• [Work request]
In the records below, please retype word for word every line from the one containing "Target: man" through the final one, both included, and nothing else.

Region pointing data

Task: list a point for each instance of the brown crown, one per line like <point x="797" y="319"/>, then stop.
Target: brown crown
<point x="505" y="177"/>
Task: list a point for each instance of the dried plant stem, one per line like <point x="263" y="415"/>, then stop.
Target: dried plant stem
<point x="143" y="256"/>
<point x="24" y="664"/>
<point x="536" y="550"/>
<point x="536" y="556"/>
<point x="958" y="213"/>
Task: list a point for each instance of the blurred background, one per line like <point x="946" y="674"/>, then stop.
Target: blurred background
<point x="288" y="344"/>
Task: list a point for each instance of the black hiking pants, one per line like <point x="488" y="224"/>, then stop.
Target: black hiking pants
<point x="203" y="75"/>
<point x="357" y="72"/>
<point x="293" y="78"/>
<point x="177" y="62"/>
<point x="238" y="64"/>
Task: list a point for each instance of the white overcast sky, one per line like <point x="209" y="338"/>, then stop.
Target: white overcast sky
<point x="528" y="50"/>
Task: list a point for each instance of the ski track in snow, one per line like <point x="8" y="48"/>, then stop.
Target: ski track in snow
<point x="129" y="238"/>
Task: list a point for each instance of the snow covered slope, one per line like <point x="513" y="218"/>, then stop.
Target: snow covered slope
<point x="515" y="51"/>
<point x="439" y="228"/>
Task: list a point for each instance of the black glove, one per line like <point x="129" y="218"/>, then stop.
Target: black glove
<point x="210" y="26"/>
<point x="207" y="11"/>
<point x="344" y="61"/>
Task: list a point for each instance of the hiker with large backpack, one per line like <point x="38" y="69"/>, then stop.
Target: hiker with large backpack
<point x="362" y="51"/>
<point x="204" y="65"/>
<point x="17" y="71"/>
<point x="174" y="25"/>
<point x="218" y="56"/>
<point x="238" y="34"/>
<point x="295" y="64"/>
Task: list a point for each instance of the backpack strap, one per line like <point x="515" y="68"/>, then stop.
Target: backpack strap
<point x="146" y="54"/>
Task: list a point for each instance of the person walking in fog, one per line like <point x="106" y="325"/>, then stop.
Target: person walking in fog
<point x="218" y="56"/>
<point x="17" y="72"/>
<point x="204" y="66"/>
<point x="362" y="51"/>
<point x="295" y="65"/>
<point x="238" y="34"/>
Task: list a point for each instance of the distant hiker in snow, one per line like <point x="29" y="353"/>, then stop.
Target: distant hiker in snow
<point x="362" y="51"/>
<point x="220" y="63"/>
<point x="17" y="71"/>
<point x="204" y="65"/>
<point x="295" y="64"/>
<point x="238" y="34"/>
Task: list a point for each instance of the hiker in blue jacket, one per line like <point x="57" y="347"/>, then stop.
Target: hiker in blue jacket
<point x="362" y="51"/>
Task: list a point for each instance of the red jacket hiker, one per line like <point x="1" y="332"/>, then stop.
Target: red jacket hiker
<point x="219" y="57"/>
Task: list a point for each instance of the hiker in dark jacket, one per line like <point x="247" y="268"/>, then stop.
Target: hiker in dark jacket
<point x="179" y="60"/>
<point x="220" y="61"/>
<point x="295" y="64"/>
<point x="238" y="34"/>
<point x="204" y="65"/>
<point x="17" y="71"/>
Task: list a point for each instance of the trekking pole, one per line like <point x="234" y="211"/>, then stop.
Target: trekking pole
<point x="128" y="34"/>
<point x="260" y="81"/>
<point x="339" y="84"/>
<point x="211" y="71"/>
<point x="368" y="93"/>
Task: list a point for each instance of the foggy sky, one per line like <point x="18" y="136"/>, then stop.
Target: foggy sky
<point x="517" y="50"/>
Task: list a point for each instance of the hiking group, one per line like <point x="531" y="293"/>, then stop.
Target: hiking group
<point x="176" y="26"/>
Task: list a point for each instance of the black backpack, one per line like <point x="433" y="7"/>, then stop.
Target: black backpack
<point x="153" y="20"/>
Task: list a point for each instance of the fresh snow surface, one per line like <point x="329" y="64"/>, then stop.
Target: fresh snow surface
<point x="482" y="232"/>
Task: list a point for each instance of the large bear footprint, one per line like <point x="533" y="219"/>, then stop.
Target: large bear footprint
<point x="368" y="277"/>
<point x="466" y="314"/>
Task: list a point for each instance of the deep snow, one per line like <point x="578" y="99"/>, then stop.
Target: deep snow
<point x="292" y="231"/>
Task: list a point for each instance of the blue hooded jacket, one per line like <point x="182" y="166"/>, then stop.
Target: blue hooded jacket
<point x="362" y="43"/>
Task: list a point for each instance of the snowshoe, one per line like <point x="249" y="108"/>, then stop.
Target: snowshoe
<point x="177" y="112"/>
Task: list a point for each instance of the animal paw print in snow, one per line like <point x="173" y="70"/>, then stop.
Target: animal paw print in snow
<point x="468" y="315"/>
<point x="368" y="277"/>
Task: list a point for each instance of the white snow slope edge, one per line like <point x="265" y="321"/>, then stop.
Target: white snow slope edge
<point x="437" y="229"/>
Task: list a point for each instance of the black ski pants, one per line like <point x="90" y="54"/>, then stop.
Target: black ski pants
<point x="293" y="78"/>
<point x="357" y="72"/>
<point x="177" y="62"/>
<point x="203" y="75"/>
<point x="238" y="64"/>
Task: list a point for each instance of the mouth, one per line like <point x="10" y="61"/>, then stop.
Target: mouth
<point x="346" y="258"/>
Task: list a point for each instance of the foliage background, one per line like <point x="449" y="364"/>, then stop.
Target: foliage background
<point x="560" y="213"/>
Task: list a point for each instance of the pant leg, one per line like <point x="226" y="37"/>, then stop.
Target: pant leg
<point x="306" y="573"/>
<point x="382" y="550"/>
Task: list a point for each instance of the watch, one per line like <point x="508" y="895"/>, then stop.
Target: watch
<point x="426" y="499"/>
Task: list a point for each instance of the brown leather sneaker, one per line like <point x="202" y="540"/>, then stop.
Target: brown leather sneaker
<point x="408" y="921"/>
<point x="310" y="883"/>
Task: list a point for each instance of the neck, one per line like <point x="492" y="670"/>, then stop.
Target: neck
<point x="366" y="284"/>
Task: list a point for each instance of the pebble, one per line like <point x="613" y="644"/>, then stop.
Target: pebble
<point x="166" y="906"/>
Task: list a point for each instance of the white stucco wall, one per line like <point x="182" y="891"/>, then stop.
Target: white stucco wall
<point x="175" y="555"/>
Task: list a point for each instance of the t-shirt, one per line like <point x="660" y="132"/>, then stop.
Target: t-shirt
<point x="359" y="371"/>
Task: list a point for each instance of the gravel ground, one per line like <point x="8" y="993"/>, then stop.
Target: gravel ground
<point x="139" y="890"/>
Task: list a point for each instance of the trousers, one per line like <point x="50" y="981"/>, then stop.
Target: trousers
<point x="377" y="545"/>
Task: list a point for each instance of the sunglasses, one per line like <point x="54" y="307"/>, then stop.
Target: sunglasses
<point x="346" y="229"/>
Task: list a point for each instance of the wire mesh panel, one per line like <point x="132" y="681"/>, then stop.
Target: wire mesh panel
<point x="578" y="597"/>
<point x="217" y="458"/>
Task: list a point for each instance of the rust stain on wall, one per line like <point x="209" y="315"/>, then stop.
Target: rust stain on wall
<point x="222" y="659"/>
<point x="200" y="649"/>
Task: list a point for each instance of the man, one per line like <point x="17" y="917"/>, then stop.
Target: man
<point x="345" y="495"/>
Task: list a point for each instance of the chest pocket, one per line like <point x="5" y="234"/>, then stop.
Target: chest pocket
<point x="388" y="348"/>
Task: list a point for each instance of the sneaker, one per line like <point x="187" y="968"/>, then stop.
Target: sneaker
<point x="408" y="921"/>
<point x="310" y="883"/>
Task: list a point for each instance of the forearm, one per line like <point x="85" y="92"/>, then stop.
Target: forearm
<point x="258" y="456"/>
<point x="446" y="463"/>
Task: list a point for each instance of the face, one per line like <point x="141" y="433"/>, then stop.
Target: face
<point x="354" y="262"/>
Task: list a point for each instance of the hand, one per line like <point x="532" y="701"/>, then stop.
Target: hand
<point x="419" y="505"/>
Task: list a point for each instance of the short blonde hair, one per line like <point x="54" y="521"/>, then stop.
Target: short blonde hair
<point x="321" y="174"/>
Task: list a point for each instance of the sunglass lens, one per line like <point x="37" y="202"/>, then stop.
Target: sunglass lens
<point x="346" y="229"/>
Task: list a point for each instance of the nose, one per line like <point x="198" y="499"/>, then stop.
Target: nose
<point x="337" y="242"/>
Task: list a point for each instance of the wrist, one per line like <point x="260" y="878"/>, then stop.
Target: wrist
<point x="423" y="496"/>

• [Solution to the problem]
Target: man
<point x="345" y="495"/>
Task: list a point for each instance of the chest pocket, one per line like <point x="5" y="234"/>, then stop.
Target: chest pocket
<point x="388" y="348"/>
Task: list a point for each instance of the sneaker, one per line like <point x="187" y="968"/>, then stop.
Target: sneaker
<point x="408" y="921"/>
<point x="310" y="883"/>
Task: list a point for each instance of the forearm, one per line like <point x="85" y="92"/>, then stop.
Target: forearm
<point x="258" y="456"/>
<point x="446" y="463"/>
Task: list a point for each instance of the face, one per line like <point x="141" y="433"/>, then stop.
Target: face
<point x="354" y="262"/>
Task: list a point for each instance of the hand, one per line like <point x="532" y="701"/>, then stop.
Target: hand
<point x="419" y="505"/>
Task: list a point for each instance of the short blonde hair, one per line like <point x="54" y="521"/>, then stop.
Target: short blonde hair
<point x="321" y="174"/>
Task: list a point for each instance of the sunglass lens, one per line like <point x="37" y="202"/>, then stop.
Target: sunglass lens
<point x="346" y="229"/>
Task: list a point for each instance of the nose, one per line like <point x="198" y="499"/>, then stop.
Target: nose
<point x="337" y="242"/>
Task: list a point for each instance of the wrist, one per line like <point x="260" y="878"/>, then stop.
Target: wrist
<point x="423" y="496"/>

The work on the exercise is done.